## The problem
Copy each of the following lines without any change.

——

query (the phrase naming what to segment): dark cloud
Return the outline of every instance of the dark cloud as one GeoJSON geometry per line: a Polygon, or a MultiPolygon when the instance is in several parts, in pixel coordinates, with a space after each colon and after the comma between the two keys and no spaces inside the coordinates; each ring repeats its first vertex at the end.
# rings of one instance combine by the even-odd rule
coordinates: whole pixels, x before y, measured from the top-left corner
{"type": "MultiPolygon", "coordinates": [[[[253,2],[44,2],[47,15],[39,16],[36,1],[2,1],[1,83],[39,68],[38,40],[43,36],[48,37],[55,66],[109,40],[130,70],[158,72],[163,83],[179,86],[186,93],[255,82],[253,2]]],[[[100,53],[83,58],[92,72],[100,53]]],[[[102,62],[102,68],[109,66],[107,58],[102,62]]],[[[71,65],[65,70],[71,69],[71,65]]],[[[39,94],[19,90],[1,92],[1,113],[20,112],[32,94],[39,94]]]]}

——

## Exercise result
query (the phrase naming what to segment): dark cloud
Return the outline of every instance of the dark cloud as one GeoJSON geometry per line: a Polygon, or a MultiPolygon when the instance is in several parts, in pixel coordinates, with a space after each colon and after the comma between the two keys and no spaces inside the coordinates; each ring repeats its first vertex at the end.
# rings of one instance combine by the even-odd rule
coordinates: whole pixels, x before y, measured from the top-left corner
{"type": "MultiPolygon", "coordinates": [[[[253,2],[44,2],[47,15],[39,16],[36,1],[2,1],[1,83],[39,68],[38,40],[43,36],[48,37],[55,66],[109,40],[130,70],[158,72],[163,83],[179,86],[186,93],[255,82],[253,2]]],[[[100,53],[83,58],[92,72],[100,53]]],[[[102,62],[102,68],[109,66],[107,58],[102,62]]],[[[71,65],[65,70],[71,69],[71,65]]],[[[39,94],[19,90],[1,92],[1,113],[20,112],[32,94],[39,94]]]]}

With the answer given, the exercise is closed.